## Task brief
Your job is to set down the stretch of entries that opens with the line containing "Target: vertical tree trunk edge" and closes with the line containing "Target: bare branch". Keep both end lines, copy each exactly, and add nothing.

[Recorded data]

★ ★ ★ ★ ★ ★ ★

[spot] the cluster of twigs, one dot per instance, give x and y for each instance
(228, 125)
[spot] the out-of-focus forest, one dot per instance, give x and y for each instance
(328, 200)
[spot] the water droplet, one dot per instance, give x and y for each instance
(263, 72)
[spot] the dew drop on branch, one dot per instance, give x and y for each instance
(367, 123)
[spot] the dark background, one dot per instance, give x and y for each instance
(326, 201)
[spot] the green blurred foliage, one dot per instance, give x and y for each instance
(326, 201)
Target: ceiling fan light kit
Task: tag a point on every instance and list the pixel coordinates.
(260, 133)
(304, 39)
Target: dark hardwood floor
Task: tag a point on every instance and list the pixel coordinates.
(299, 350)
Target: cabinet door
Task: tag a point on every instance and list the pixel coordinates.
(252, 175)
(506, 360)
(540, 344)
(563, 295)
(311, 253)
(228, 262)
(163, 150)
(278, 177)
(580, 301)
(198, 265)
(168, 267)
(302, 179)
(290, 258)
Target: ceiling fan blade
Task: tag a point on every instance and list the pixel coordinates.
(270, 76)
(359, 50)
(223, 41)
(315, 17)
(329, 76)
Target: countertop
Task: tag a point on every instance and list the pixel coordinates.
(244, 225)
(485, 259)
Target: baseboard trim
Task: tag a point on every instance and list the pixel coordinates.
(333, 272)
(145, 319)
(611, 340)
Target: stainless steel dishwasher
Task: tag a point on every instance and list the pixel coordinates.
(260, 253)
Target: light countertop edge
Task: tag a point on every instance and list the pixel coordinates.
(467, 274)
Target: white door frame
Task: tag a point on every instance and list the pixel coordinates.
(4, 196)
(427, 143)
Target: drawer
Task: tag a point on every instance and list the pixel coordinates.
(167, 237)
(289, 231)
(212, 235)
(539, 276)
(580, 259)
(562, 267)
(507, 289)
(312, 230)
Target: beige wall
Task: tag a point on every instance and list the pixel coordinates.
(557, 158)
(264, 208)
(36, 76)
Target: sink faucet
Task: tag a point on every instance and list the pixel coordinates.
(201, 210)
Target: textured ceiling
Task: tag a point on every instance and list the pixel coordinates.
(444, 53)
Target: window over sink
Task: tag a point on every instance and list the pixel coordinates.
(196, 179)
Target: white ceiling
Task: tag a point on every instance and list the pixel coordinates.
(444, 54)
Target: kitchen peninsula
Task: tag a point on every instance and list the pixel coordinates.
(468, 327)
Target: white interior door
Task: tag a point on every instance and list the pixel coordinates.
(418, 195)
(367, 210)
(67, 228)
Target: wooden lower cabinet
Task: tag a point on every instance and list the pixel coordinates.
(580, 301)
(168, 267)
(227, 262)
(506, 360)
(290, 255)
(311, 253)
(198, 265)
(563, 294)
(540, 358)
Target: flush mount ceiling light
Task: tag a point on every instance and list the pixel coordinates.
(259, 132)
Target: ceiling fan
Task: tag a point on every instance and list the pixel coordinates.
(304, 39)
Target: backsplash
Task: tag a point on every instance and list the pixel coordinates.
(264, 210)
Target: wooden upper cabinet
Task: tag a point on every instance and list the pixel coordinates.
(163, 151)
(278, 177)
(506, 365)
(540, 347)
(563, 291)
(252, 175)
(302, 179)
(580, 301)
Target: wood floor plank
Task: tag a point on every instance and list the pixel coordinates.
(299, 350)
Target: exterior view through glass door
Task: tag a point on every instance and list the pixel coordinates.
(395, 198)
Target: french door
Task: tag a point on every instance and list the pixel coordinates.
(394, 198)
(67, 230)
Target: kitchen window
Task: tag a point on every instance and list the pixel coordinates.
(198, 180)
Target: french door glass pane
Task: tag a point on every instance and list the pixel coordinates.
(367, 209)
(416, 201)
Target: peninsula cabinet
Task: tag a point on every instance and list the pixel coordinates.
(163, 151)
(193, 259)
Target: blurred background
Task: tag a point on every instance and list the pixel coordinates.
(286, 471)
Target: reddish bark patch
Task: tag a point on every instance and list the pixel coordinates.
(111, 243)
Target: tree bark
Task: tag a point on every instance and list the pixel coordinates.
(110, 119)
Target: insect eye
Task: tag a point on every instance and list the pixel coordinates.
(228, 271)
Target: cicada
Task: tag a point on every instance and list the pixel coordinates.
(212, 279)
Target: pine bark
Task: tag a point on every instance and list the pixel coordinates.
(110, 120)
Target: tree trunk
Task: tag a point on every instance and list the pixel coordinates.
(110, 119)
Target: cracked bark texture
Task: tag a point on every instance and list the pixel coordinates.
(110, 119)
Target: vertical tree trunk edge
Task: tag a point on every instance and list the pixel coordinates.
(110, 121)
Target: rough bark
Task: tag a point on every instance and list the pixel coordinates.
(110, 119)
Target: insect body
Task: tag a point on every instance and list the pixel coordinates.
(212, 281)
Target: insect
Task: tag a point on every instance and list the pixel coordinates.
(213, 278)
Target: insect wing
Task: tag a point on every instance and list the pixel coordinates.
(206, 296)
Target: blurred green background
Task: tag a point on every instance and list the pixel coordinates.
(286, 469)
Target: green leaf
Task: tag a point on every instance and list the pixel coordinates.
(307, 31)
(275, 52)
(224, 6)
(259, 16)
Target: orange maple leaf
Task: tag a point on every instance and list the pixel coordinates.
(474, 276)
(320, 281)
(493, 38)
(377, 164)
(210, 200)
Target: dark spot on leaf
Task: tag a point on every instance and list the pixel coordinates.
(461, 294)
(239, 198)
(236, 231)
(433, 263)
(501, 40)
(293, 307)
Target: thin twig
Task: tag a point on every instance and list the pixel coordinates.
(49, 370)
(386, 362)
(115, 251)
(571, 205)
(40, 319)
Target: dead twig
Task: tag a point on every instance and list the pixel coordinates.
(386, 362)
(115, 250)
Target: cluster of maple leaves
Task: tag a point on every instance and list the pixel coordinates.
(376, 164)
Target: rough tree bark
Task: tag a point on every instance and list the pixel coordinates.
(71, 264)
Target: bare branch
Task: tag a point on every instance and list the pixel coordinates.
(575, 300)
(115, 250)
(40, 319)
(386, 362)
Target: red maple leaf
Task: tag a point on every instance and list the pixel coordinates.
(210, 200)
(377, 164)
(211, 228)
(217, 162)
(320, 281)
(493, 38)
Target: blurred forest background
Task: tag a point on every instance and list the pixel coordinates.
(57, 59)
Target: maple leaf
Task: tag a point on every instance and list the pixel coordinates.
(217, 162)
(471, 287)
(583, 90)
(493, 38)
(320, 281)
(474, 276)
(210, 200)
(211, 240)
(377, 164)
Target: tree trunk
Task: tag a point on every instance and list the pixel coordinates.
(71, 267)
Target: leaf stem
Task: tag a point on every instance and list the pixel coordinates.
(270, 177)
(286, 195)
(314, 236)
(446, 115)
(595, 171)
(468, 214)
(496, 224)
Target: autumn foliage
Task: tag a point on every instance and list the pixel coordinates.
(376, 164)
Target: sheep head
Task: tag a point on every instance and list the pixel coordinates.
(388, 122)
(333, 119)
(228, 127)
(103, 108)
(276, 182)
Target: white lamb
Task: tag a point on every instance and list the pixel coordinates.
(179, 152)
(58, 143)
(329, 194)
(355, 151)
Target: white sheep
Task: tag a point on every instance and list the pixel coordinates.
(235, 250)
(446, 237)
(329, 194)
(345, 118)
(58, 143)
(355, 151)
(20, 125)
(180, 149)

★ ★ ★ ★ ★ ★ ★

## Exercise result
Target: vertical tree trunk edge
Task: tag a point on every instance and list the pixel coordinates.
(110, 121)
Target: rough bark
Task: tag a point on every instance and list the pixel coordinates.
(110, 119)
Target: insect body
Task: tag a point on every instance and list the pixel coordinates.
(212, 281)
Target: insect
Task: tag a point on every instance and list the pixel coordinates.
(213, 278)
Target: insect wing
Task: tag a point on every instance and list the pixel coordinates.
(206, 296)
Target: blurred green background
Task: tag a point on every instance and list the pixel coordinates.
(286, 469)
Target: green leaf
Task: tag a point on every instance and list the pixel coordinates.
(307, 31)
(275, 52)
(224, 6)
(259, 16)
Target: orange maple leaf
Task: tag a point on every instance and list the pixel coordinates.
(474, 276)
(320, 281)
(493, 38)
(377, 164)
(210, 200)
Target: dark spot on leaf
Task: tag a point on every instance and list the pixel coordinates.
(461, 294)
(239, 198)
(236, 231)
(433, 263)
(501, 40)
(293, 307)
Target: thin twig
Task: tag a point on every instance and list the pixel coordinates.
(49, 370)
(386, 362)
(115, 251)
(571, 205)
(40, 319)
Target: dead twig
Task: tag a point on every instance and list the pixel coordinates.
(386, 362)
(115, 250)
Target: cluster of maple leaves
Task: tag a point on every instance and list the pixel coordinates.
(376, 164)
Target: rough tree bark
Task: tag a point on every instance and list the pixel coordinates.
(71, 264)
Target: bare branch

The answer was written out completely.